» Directions: Look through the data below. Pick out the lines holding the string "coat".

Segment Start: Record set

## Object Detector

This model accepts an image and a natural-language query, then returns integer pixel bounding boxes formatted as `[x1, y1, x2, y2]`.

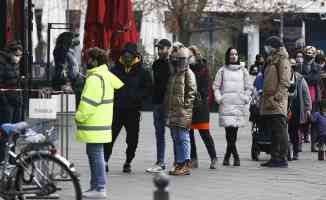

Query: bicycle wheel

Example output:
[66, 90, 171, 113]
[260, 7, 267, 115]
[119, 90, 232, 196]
[15, 153, 82, 200]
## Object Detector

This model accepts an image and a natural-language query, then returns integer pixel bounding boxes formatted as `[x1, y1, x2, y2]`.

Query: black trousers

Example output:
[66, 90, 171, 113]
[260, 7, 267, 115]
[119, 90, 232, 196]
[0, 91, 22, 162]
[224, 127, 239, 160]
[103, 110, 140, 164]
[189, 129, 217, 160]
[288, 119, 300, 154]
[264, 115, 288, 161]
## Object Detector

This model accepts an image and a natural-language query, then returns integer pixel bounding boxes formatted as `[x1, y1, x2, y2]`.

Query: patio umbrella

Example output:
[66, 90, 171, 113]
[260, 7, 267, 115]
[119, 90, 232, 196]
[83, 0, 139, 63]
[107, 0, 139, 62]
[83, 0, 110, 50]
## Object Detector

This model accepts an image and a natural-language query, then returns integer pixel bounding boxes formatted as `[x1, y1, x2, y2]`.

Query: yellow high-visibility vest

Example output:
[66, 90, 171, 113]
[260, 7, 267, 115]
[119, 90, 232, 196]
[75, 64, 123, 143]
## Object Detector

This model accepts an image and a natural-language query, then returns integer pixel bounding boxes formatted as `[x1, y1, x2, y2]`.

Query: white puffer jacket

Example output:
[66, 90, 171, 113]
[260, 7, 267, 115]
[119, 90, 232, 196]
[213, 64, 252, 127]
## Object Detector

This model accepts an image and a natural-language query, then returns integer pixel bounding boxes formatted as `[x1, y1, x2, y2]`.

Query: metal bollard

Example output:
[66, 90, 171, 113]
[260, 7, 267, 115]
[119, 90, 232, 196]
[153, 173, 170, 200]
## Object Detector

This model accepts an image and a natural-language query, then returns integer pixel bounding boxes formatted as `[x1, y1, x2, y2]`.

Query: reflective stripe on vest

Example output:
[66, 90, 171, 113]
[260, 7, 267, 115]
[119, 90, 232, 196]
[81, 96, 113, 106]
[77, 125, 112, 131]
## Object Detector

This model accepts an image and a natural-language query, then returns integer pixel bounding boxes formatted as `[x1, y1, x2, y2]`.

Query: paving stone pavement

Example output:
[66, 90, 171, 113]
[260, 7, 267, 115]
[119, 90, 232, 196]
[62, 112, 326, 200]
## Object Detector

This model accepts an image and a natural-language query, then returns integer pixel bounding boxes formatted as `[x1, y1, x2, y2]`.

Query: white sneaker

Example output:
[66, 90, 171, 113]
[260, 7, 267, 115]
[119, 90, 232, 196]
[82, 189, 107, 199]
[146, 163, 166, 173]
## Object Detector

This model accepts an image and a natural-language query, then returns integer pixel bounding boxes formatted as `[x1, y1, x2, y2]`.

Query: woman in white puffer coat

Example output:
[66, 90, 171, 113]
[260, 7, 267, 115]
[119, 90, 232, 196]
[213, 47, 252, 167]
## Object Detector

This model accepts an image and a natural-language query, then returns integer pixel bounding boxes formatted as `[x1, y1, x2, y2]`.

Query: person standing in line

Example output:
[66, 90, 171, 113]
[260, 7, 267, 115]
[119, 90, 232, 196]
[0, 41, 24, 162]
[213, 47, 251, 167]
[287, 59, 311, 160]
[188, 45, 218, 169]
[299, 46, 321, 152]
[75, 47, 123, 199]
[146, 39, 172, 173]
[260, 36, 291, 168]
[165, 43, 196, 176]
[103, 43, 152, 173]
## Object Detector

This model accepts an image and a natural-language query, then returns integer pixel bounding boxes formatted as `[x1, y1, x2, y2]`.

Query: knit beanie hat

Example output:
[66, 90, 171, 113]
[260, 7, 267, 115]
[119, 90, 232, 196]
[265, 36, 284, 49]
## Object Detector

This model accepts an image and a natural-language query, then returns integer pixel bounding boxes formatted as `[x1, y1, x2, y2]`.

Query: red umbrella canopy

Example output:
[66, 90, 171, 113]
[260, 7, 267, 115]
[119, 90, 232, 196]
[106, 0, 139, 62]
[83, 0, 139, 62]
[83, 0, 110, 50]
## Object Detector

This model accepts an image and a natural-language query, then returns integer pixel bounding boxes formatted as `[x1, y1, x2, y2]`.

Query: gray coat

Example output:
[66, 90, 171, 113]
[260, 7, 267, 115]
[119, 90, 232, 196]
[292, 72, 312, 124]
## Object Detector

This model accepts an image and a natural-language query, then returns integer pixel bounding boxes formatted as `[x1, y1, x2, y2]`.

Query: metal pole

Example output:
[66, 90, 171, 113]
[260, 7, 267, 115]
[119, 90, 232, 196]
[153, 173, 170, 200]
[47, 23, 51, 81]
[280, 4, 284, 43]
[65, 93, 69, 160]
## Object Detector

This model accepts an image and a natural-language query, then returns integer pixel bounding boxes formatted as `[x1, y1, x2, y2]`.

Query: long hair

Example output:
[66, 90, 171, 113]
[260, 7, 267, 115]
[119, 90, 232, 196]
[225, 47, 240, 65]
[188, 45, 203, 61]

Segment End: Record set

» Response area:
Query: woman in white puffer coat
Query: gray coat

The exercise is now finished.